**Extract to read:**
============================================================

Product Development & Manufacturing

This work reflects long-term ownership of complex hardware in regulated, high-volume environments.

Professional Background

I’ve spent over seven years working on neurosurgical medical devices produced at scale in regulated environments. These are mature products where reliability and patient impact matter, and changes must be evaluated carefully against manufacturing, quality, and regulatory consequences.

Ownership Across Roles

I started in manufacturing engineering, supporting multiple neurosurgical product lines and transferring Codman product manufacturing from J&J to Integra, including production startup. That work involved hands-on troubleshooting of equipment and processes, process and fixture development, and executing validation activities during ramp-up and sustained production.

Today, I support many of the same products from the product development side. I was hired to own the mechanical scope for electromechanical neurosurgical devices such as ICP sensors and accessories, providing technical guidance for new manufacturing site introductions and regulatory remediation. At the same time, I remain a subject-matter expert for the cranial Perforator product line, where most of my time has focused on FDA readiness, CTQ development, design investigations, and ongoing product support.

============================================================

**Data:**
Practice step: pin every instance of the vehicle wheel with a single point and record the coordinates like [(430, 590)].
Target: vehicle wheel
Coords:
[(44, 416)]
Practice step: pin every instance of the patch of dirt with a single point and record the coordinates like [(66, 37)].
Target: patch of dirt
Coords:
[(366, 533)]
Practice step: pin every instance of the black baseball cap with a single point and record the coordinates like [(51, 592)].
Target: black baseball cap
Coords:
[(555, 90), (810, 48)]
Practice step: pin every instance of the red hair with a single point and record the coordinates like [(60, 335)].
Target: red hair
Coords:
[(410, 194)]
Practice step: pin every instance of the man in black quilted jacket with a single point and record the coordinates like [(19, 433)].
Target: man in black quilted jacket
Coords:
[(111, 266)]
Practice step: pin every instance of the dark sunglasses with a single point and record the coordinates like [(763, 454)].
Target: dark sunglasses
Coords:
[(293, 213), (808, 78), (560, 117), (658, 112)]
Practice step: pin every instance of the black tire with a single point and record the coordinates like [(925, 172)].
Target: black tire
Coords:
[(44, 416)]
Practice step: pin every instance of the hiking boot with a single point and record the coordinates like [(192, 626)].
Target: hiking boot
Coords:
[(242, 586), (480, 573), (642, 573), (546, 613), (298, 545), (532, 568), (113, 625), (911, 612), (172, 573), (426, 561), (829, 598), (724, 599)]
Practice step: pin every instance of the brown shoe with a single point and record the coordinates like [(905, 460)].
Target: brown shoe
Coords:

============================================================

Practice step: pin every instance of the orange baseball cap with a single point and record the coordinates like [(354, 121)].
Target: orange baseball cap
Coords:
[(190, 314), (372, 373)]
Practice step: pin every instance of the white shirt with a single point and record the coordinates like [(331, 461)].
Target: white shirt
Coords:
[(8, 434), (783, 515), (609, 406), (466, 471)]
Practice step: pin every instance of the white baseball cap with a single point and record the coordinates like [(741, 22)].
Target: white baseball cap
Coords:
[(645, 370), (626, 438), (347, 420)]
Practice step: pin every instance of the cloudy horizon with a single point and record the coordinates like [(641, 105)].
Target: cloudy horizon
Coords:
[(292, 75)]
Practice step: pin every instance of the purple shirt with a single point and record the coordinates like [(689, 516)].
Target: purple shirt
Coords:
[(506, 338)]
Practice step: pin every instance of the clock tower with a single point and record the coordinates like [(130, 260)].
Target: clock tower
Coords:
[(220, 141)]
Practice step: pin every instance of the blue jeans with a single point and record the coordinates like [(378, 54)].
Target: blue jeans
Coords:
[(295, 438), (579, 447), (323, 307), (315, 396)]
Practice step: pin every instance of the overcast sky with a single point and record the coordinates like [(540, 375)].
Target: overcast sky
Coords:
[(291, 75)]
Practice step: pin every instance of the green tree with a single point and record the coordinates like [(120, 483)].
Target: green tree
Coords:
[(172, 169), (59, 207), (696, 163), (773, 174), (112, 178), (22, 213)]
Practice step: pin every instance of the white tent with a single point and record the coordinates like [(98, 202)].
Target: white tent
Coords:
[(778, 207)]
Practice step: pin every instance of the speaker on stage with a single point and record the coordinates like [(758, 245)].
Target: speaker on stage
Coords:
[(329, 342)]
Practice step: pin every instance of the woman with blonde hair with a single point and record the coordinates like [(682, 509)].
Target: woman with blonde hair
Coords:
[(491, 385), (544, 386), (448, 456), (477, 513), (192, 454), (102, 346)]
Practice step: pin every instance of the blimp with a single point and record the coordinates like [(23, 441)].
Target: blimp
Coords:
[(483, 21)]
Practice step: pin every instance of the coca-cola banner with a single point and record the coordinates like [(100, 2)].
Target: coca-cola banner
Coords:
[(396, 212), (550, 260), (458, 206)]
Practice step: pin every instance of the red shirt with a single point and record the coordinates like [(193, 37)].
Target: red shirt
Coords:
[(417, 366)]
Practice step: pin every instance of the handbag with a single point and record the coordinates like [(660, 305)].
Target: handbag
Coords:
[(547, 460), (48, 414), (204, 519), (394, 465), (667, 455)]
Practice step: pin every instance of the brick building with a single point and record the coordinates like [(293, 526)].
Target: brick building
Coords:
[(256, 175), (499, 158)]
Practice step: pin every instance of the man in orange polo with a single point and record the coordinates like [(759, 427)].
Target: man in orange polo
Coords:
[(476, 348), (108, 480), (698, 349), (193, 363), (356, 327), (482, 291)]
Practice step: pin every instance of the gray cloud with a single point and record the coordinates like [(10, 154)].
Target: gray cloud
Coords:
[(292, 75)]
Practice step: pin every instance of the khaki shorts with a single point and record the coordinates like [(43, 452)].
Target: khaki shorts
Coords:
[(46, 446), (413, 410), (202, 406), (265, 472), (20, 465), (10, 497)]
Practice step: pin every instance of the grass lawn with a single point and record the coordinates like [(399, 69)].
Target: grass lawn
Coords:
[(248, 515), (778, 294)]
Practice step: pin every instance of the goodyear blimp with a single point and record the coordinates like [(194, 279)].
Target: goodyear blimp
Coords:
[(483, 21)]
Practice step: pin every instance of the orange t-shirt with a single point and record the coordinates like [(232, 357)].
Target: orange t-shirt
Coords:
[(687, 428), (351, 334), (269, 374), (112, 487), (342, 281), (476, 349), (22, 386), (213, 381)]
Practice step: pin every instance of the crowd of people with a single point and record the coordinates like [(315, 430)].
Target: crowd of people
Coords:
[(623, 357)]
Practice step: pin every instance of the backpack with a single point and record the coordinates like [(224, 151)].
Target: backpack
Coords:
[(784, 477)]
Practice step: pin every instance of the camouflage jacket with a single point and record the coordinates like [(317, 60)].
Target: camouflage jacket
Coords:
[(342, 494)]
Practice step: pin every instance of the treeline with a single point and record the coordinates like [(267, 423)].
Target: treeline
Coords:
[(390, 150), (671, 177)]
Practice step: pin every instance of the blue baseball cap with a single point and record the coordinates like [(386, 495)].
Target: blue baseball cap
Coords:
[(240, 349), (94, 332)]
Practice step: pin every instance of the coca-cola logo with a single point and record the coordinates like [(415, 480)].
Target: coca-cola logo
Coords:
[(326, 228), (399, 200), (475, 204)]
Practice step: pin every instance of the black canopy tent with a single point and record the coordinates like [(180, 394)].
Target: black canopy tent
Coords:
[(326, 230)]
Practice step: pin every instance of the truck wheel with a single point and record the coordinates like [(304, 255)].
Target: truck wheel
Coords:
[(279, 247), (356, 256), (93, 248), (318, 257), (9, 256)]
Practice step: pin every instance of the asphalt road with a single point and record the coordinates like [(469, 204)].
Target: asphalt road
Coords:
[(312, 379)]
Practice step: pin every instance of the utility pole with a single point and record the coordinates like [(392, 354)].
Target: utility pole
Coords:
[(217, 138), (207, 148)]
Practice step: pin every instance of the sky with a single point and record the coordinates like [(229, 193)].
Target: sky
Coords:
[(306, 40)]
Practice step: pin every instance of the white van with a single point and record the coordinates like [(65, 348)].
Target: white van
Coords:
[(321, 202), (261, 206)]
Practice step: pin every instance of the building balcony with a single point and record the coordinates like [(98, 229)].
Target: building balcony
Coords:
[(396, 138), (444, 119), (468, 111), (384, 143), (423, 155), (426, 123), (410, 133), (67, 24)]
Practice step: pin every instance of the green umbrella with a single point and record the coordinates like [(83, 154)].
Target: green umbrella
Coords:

============================================================

**Action item A:**
Answer these from the product development text:
(i) For how long has the writer worked on neurosurgical medical devices?
(ii) To which company was Codman product manufacturing transferred from J&J?
(iii) For which product line is the writer still a subject-matter expert?
**Action item B:**
From the product development text, repeat word for word the part that opens with the words containing "Ownership Across Roles" and closes with "ongoing product support.".

**Written solution A:**
(i) Over seven years.
(ii) Integra.
(iii) The cranial Perforator product line.

**Written solution B:**
Ownership Across Roles

I started in manufacturing engineering, supporting multiple neurosurgical product lines and transferring Codman product manufacturing from J&J to Integra, including production startup. That work involved hands-on troubleshooting of equipment and processes, process and fixture development, and executing validation activities during ramp-up and sustained production.

Today, I support many of the same products from the product development side. I was hired to own the mechanical scope for electromechanical neurosurgical devices such as ICP sensors and accessories, providing technical guidance for new manufacturing site introductions and regulatory remediation. At the same time, I remain a subject-matter expert for the cranial Perforator product line, where most of my time has focused on FDA readiness, CTQ development, design investigations, and ongoing product support.